**Testo citato:**
▶

Igor Kranjec, ex CISO del gruppo Engineering Ingegneria Informatica, oggi senior Strategy Advisor di organizzazioni internazionali e professore aggiunto del master in cyber security della Link Campus University, traccia un bilancio non molto roseo riguardo alla sicurezza informatica delle aziende del nostro Paese e di riflesso dei nostri dati personali.
Il nostro perimetro digitale in mano ai privati
Molte delle nostre imprese non sono preparate a far fronte al crescente numero di minacce, sempre più frequenti ed evolute. Spiega Kranjec: “Gli attacchi di cui sentiamo parlare più spesso, oltre ai DDOS, utilizzano software malevoli chiamati ransomware. In questo tipo di attacco i criminali violano i sistemi informatici molto tempo prima di procedere alla cifratura dei dati, in modo da avere il tempo di studiare l’azienda, esfiltrare i dati più rivendibili e infine poter recare il più ampio danno possibile nella fase di cifratura”.

◀

**Dati in ingresso:**
▶

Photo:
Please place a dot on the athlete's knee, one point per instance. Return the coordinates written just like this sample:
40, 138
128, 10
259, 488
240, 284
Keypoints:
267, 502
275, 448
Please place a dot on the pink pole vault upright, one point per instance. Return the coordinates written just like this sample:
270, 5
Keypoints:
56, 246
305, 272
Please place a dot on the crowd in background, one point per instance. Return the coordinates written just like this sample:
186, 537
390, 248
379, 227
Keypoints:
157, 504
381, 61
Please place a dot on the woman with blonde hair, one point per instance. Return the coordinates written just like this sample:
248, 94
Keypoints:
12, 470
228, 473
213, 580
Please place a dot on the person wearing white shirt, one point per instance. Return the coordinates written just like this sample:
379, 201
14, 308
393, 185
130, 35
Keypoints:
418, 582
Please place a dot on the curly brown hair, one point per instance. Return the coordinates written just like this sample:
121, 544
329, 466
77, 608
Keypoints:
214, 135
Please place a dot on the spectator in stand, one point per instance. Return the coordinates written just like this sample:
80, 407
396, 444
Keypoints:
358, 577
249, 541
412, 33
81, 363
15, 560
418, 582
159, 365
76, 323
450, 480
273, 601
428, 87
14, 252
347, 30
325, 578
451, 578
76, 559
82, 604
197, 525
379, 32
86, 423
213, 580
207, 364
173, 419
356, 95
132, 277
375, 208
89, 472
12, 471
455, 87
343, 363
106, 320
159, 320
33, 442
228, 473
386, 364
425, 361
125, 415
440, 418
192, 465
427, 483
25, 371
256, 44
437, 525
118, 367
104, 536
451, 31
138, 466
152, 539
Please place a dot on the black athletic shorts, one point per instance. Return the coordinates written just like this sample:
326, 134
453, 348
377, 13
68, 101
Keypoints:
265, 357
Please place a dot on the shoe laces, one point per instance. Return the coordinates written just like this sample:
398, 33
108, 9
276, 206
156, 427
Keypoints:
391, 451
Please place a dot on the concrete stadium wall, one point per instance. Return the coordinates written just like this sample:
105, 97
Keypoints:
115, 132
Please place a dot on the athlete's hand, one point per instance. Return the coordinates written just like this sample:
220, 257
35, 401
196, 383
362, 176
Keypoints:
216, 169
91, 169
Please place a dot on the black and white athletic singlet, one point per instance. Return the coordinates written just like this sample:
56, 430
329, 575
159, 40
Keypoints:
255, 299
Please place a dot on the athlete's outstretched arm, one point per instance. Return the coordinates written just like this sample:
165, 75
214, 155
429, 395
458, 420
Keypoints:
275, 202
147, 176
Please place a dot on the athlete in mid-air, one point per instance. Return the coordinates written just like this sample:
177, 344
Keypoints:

◀

**Azioni richieste:**
1) Nel testo sulla sicurezza informatica, riscrivi il brano compreso tra "Igor Kranjec, ex" e "nostri dati personali.", estremi inclusi, sostituendo "professore aggiunto" con "docente a contratto".
2) Riporta tutte le righe dell'elenco in cui compare la stringa "athletic".

**Elenco risposte:**
1)
Igor Kranjec, ex CISO del gruppo Engineering Ingegneria Informatica, oggi senior Strategy Advisor di organizzazioni internazionali e docente a contratto del master in cyber security della Link Campus University, traccia un bilancio non molto roseo riguardo alla sicurezza informatica delle aziende del nostro Paese e di riflesso dei nostri dati personali.

2)
Please place a dot on the black athletic shorts, one point per instance. Return the coordinates written just like this sample:
Please place a dot on the black and white athletic singlet, one point per instance. Return the coordinates written just like this sample:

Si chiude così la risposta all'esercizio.